* Work to do: Can you turn all the rows below into a Markdown table with an Index column for the row number and an Entry column for the line, skipping any blank lines? Keep the pictures out of your answer.

* Input for this task:
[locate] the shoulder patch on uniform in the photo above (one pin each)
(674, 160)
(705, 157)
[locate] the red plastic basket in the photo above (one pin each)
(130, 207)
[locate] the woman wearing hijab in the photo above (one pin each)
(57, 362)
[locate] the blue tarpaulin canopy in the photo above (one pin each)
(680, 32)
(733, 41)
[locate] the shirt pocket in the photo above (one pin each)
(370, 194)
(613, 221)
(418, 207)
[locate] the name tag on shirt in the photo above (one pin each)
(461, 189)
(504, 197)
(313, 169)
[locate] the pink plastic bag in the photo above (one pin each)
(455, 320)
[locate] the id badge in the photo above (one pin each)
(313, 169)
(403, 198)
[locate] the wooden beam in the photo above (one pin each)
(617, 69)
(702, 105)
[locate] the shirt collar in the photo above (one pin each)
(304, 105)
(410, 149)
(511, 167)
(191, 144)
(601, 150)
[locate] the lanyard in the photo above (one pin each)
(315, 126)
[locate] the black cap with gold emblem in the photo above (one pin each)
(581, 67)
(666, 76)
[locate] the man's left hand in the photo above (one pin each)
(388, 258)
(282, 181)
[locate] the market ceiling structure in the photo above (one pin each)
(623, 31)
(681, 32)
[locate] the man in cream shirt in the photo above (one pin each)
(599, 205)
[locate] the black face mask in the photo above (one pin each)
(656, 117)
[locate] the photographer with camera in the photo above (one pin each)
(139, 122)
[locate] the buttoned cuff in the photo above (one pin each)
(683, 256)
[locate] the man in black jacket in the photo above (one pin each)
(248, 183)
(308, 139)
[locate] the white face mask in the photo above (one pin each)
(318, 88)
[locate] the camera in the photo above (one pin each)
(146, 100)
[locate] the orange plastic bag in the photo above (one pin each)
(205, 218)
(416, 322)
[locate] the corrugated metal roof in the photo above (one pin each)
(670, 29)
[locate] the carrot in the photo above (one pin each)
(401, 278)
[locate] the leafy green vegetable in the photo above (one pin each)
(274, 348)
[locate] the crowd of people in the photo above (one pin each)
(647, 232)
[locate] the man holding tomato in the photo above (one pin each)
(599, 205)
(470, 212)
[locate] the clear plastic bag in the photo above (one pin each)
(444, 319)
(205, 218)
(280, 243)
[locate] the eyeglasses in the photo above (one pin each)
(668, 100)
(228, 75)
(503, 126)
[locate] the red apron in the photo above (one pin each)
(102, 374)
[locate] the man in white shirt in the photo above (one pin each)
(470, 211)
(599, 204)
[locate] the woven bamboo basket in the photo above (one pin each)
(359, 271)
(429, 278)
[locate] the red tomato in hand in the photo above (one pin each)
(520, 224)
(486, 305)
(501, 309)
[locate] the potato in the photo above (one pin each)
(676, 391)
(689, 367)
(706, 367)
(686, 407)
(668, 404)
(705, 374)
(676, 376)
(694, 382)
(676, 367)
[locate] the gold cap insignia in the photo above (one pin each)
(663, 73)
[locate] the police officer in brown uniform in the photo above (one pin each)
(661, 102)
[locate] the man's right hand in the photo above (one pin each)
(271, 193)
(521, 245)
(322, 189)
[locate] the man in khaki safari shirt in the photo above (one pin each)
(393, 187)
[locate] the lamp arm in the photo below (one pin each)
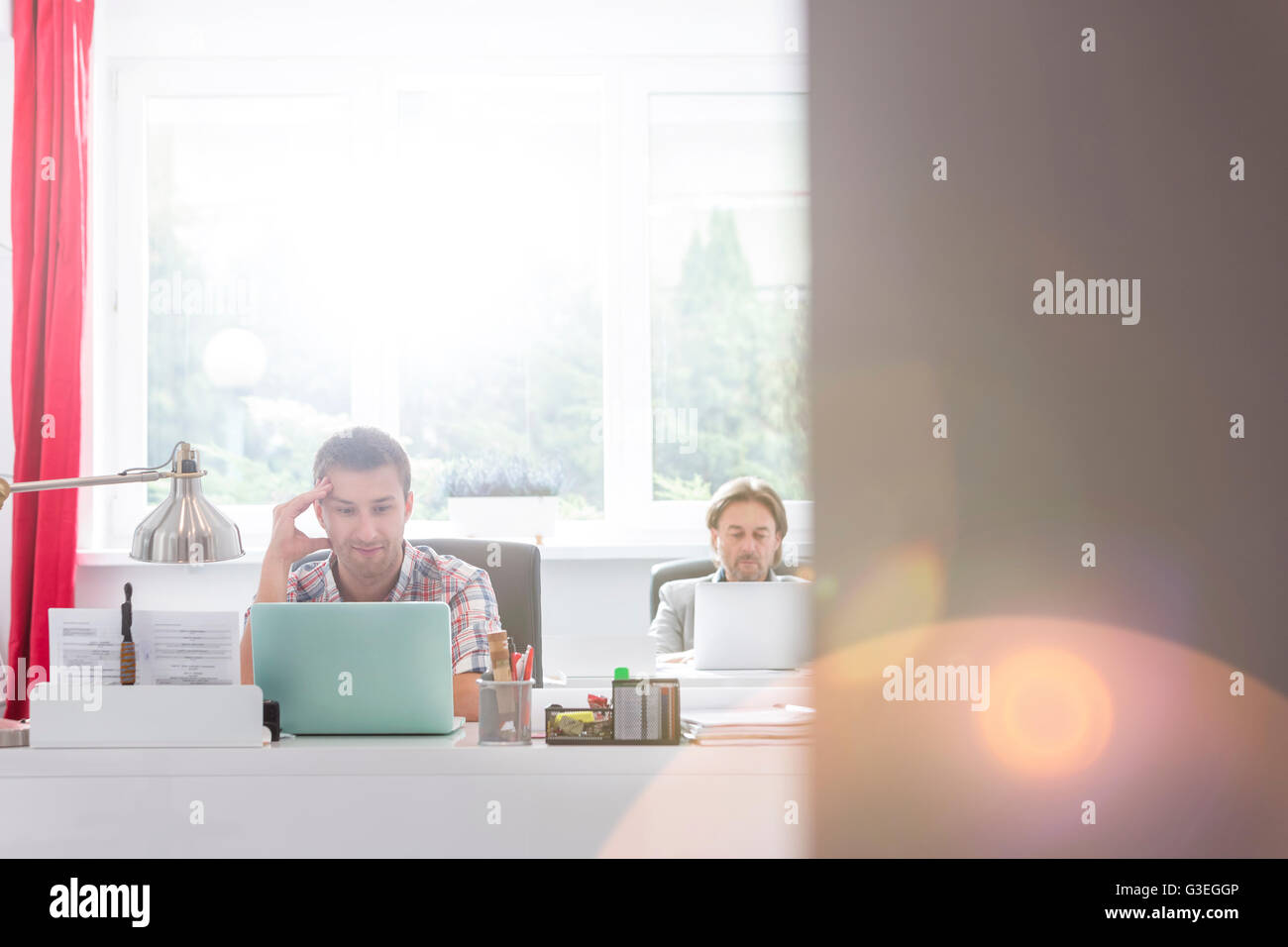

* Solved exercise:
| Index | Entry |
|---|---|
| 1 | [locate] the shoulder patch on uniform in the photo above (one pin each) |
| 2 | (674, 160) |
| 3 | (705, 157) |
| 4 | [locate] the red plastic basket in the photo above (one pin each) |
| 5 | (130, 207) |
| 6 | [locate] the woman wearing hijab in the photo above (one pin each) |
| 7 | (57, 362) |
| 8 | [locate] the blue tarpaulin canopy in the photo above (one pin each) |
| 9 | (680, 32) |
| 10 | (733, 41) |
| 11 | [locate] the shirt pocket in the photo above (one pin each) |
| 12 | (370, 194) |
| 13 | (613, 221) |
| 14 | (418, 207) |
| 15 | [locate] the name tag on shirt in the photo above (one pin each) |
| 16 | (461, 189) |
| 17 | (504, 197) |
| 18 | (313, 169) |
| 19 | [locate] the pink plastic bag in the photo above (one pin each) |
| 20 | (455, 320) |
| 21 | [locate] the id badge in the photo above (one pin each) |
| 22 | (313, 169) |
| 23 | (403, 198) |
| 24 | [locate] the wooden beam in the photo above (one pin each) |
| 25 | (617, 69) |
| 26 | (702, 105) |
| 27 | [locate] the shirt collar in the photo above (one pin each) |
| 28 | (304, 105) |
| 29 | (410, 149) |
| 30 | (511, 167) |
| 31 | (191, 144) |
| 32 | (601, 150) |
| 33 | [locate] the lanyard in the photo above (one pin each) |
| 34 | (315, 126) |
| 35 | [locate] the black cap with gold emblem in the photo above (one pin each) |
| 36 | (581, 67) |
| 37 | (666, 76) |
| 38 | [locate] the man's left hand in the photo above (one pin each) |
| 39 | (388, 258) |
| 40 | (282, 181) |
| 41 | [locate] the market ceiling structure in the photo above (one pin each) |
| 42 | (623, 31) |
| 43 | (681, 32) |
| 44 | [locate] the man in cream shirt in the photo above (one pin each) |
| 45 | (599, 205) |
| 46 | [locate] the black face mask in the photo above (one pin each) |
| 47 | (656, 117) |
| 48 | [locate] the photographer with camera in the photo above (one pin each) |
| 49 | (139, 122) |
| 50 | [locate] the buttoned cuff in the photo above (one pin each) |
| 51 | (683, 256) |
| 52 | [locate] the man in black jacket in the photo above (one pin each) |
| 53 | (248, 183) |
| 54 | (308, 139) |
| 55 | [locate] the white face mask in the photo above (one pin each) |
| 56 | (318, 88) |
| 57 | [locate] the camera in the photo above (one pin each) |
| 58 | (146, 100) |
| 59 | [locate] the orange plastic bag in the photo above (one pin each) |
| 60 | (205, 218) |
| 61 | (416, 322) |
| 62 | [locate] the corrugated metal roof in the photo above (one pin each) |
| 63 | (670, 29) |
| 64 | [locate] the carrot in the photo above (one pin each) |
| 65 | (401, 278) |
| 66 | [locate] the leafy green vegetable in the photo above (one pin each) |
| 67 | (274, 348) |
| 68 | [locate] the crowd of people in the photo above (one pin each) |
| 69 | (647, 232) |
| 70 | [locate] the man holding tomato in the photo above (one pin each) |
| 71 | (599, 205) |
| 72 | (470, 212) |
| 73 | [locate] the clear plastic bag in the photo above (one pin each) |
| 74 | (444, 319) |
| 75 | (205, 218) |
| 76 | (280, 243) |
| 77 | [locate] the eyeglasses in the photo above (one pin each) |
| 78 | (668, 100) |
| 79 | (228, 75) |
| 80 | (503, 126) |
| 81 | [locate] the red apron in the photo above (one pin each) |
| 82 | (102, 374) |
| 83 | [locate] the man in white shirt in the photo above (one pin each) |
| 84 | (470, 211) |
| 85 | (599, 204) |
| 86 | [locate] the woven bamboo basket in the photo above (one pin each) |
| 87 | (359, 271) |
| 88 | (429, 278) |
| 89 | [locate] the red tomato in hand in the photo above (one pin each) |
| 90 | (520, 224) |
| 91 | (486, 305) |
| 92 | (501, 309) |
| 93 | [locate] the potato in the photo above (one pin each) |
| 94 | (676, 391) |
| 95 | (689, 367) |
| 96 | (706, 367) |
| 97 | (686, 407) |
| 98 | (668, 404) |
| 99 | (705, 374) |
| 100 | (676, 376) |
| 101 | (694, 382) |
| 102 | (676, 367) |
| 103 | [locate] the gold cap insignia in the photo above (one pin each) |
| 104 | (663, 73) |
| 105 | [locate] the police officer in brown uniform in the photo above (one pin each) |
| 106 | (661, 102) |
| 107 | [locate] the man's right hand in the photo above (one pin each) |
| 108 | (271, 193) |
| 109 | (521, 245) |
| 110 | (322, 189) |
| 111 | [locate] the man in khaki safari shirt in the photo above (one pin each) |
| 112 | (393, 187) |
| 113 | [locate] the lamp arm in the photo below (one pin each) |